Copy the listing below in full and skip every picture.

- - -

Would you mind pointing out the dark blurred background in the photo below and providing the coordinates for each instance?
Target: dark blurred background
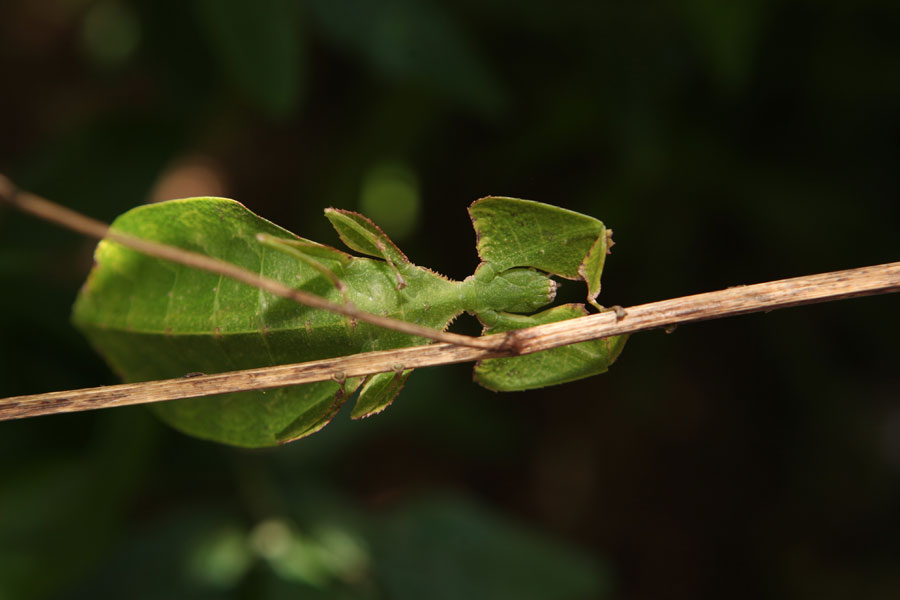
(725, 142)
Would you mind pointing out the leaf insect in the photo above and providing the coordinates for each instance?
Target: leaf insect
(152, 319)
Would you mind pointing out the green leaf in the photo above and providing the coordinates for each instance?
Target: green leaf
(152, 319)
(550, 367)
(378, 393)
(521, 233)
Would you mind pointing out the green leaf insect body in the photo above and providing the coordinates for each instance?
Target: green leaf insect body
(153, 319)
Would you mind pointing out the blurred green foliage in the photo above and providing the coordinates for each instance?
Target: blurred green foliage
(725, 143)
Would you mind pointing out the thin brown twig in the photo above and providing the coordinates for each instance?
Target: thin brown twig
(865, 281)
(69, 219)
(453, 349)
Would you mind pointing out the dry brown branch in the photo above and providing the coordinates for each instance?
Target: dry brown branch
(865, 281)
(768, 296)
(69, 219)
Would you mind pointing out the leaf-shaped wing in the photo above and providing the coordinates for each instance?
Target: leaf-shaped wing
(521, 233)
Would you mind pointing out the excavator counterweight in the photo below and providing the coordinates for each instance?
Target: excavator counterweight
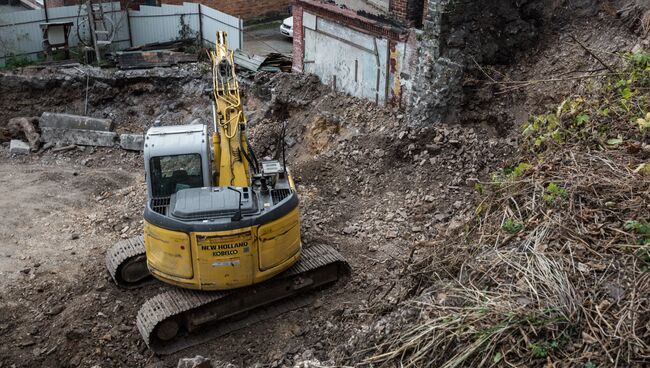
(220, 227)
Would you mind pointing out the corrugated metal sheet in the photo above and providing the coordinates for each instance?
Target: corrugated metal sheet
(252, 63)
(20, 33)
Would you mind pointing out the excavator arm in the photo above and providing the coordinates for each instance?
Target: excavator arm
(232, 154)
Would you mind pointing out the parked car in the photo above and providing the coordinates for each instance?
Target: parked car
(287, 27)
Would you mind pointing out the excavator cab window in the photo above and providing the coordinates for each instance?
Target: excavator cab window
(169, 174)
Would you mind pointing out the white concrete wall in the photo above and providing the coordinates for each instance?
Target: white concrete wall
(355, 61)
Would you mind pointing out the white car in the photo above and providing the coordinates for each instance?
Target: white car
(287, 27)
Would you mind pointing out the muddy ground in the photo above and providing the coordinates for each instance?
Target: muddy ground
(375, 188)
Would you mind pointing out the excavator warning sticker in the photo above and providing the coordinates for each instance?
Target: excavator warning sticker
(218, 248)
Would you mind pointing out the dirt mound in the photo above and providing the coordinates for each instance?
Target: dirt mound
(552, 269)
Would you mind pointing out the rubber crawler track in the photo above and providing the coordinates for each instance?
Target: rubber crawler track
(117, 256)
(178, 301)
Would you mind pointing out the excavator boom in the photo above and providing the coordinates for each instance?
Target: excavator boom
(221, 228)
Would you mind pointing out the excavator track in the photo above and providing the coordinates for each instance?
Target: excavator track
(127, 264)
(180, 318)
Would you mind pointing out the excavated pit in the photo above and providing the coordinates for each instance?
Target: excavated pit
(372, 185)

- - -

* **ANSWER IN FULL**:
Would you mind pointing out the dark blurred background in the photo below and providing the coordinates for each instance?
Target: dark blurred background
(725, 142)
Would you mind pointing out the leaf insect in the photo above and providing the coordinates for each instance?
Target: leaf insect
(152, 319)
Would you mind pointing out the green leaf in the photo above and providing the coordinates for each instance?
Target: green leaf
(152, 319)
(550, 367)
(378, 393)
(521, 233)
Would you mind pointing out the green leaf insect body in the photo above and providing the coordinates for each instance?
Target: green leaf insect body
(153, 319)
Would you mind pointing out the blurred green foliage in the photo above and providing the coordinates for each instance?
Target: blurred green foliage
(725, 143)
Would you mind pointing out the thin brown twig in the photo above and providing the coordinates for each instance?
Target: thin brown twig
(865, 281)
(69, 219)
(453, 349)
Would you mind pointing out the dry brown branch in the photo above and providing the coordinates for each instance?
Target: dry brown branch
(865, 281)
(768, 296)
(69, 219)
Would you mind pointing out the leaf-shaped wing in the photo above and providing the coordinates for each instance?
Target: leaf-shaped wing
(521, 233)
Would you mind pointing out the excavator counterweight in the photo below and providing the coordinates for each instance?
Target: excavator counterweight
(220, 227)
Would you mind pointing out the corrugated metal sheet in the photo above and providing the coordinates for each instance?
Target: corrugated metal sheet
(252, 63)
(20, 33)
Would you mind pointing out the excavator arm in the photo above and providing the coordinates for each instance?
Target: excavator arm
(232, 154)
Would you mind pointing out the parked car in the photo above and providing the coordinates for each instance?
Target: parked car
(287, 27)
Would you mind pointing out the excavator cab window in the photo above and providing the coordinates for each instance?
Target: excavator cab window
(169, 174)
Would you mind pointing out the white concrete wall in the photo above and providing the coordinates for each instance?
Target: white concrete wall
(355, 61)
Would you mind pointing out the white car in the photo above and providing the coordinates for each instance?
Target: white car
(287, 27)
Would you mind pointing out the muddy ground in the photo above and providing the coordinates for each instance?
Target: muddy ground
(375, 188)
Would you mind pointing out the excavator warning sticker in the photo above and providing the coordinates for each instance?
Target: excavator warning sticker
(218, 248)
Would you mind pointing out the dirt mound in the photo above and providing the coordinates for each instance?
Target: dirt mound
(552, 269)
Would you mind pointing out the rubber crawler track in the photo above and providing the coordinates for each instance?
Target: rubber crawler track
(117, 256)
(178, 301)
Would you mind pointing out the excavator boom in the photo above and providing the coordinates for each instance?
Target: excavator boom
(221, 228)
Would you mind pointing out the excavator track in the photo above and providing the coordinates for each instance?
Target: excavator track
(127, 264)
(180, 318)
Would you mind pointing out the excavated pit in the photo above and providing the coordinates for each instance?
Target: excavated pit
(372, 185)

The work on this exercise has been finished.